*Written problem a*: Echo the listing below verbatim, starting at its first line and ending at the line that contains "column 156, row 192".

*Provided passage*:
_____

As the above quote is from the same wikipedia page you quoted, don't you think it's ironic that you somehow "missed" that in your quote?  Argue against that law all you desire.  You'll never be correct.

A heat pump works by making use of that law.  It has two coils.  A low temp-low pressure coil/heat exchanger and a high temp/high pressure coil/heat exchanger.  It uses what is called a reversing valve to reverse operation between heating and cooling.  During the heating process the outdoor coil operates at 15 to 30 degrees farenheit below outdoor ambient temperature, depending on the age and efficiency of the unit, and as a result the heat in the outdoor air flows into the cooler refrigerant causing it to boil away as it absorbs the heat.  The compressor then adds the heat of compression to the temperature of the gaseous refrigerant and pumps it into the indoor coil in a high pressure superheated state.  As the indoor air handler moves air over the coil the hot gas gives up its heat into the cooler air flowing over it and condenses back down to a liquid that then flows back to the outdoor coil through a metering device to repeat the same cycle over and over again.  The heat transferred always flows from hot to cold.  It never changes.   The fact that you want to claim a mechanical transfer of heat using an electrical motor and a mechanical pump is a natural heat flow only shows your desperation to show I'm wrong, or your ignorance of how this works.   The actual transfer of heat is always from hot to cold.

_____

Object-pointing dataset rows
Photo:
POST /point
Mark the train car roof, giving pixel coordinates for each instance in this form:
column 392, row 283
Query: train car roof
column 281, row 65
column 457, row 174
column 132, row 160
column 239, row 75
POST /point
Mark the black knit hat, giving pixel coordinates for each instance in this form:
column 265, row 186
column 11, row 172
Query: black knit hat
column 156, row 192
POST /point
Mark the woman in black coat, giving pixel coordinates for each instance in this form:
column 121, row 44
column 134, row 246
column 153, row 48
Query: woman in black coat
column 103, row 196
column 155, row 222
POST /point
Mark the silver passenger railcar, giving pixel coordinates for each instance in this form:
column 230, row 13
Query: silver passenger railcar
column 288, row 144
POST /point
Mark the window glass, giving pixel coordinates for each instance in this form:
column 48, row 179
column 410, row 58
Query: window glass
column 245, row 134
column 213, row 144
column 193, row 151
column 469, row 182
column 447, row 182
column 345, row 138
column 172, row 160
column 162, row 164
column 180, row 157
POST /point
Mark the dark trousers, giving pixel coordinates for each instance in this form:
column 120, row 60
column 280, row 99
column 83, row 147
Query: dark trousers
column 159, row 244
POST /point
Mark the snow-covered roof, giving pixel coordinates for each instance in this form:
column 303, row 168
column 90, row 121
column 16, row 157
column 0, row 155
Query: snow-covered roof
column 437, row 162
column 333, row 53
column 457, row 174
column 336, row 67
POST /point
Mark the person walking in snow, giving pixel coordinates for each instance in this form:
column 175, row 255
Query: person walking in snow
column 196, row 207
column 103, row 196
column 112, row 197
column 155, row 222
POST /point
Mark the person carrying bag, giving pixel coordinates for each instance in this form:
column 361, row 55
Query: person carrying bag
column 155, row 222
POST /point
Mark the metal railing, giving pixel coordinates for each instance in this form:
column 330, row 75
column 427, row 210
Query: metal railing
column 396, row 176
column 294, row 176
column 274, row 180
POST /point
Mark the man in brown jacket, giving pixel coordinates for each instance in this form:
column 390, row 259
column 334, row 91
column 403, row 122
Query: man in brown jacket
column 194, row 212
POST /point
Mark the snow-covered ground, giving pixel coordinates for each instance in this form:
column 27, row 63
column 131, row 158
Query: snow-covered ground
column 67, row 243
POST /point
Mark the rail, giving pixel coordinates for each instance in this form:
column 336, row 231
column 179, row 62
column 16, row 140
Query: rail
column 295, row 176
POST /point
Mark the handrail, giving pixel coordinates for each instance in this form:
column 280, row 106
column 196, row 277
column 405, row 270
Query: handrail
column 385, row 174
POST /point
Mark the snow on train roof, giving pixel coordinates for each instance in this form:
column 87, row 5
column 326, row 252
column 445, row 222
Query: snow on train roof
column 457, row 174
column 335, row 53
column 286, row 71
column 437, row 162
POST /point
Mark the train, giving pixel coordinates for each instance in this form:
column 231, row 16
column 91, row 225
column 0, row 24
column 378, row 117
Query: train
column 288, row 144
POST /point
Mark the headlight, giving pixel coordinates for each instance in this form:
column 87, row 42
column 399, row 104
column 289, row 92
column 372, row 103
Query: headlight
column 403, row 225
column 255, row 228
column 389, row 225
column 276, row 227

_____

*Written problem b*: Duplicate the heat pump passage above word for word, starting at "As the above" and ending at "never be correct.".

*Correct answer a*:
Photo:
POST /point
Mark the train car roof, giving pixel coordinates for each instance in this form:
column 392, row 283
Query: train car roof
column 281, row 65
column 457, row 174
column 132, row 160
column 239, row 75
POST /point
Mark the black knit hat, giving pixel coordinates for each instance in this form:
column 265, row 186
column 11, row 172
Query: black knit hat
column 156, row 192

*Correct answer b*:
As the above quote is from the same wikipedia page you quoted, don't you think it's ironic that you somehow "missed" that in your quote?  Argue against that law all you desire.  You'll never be correct.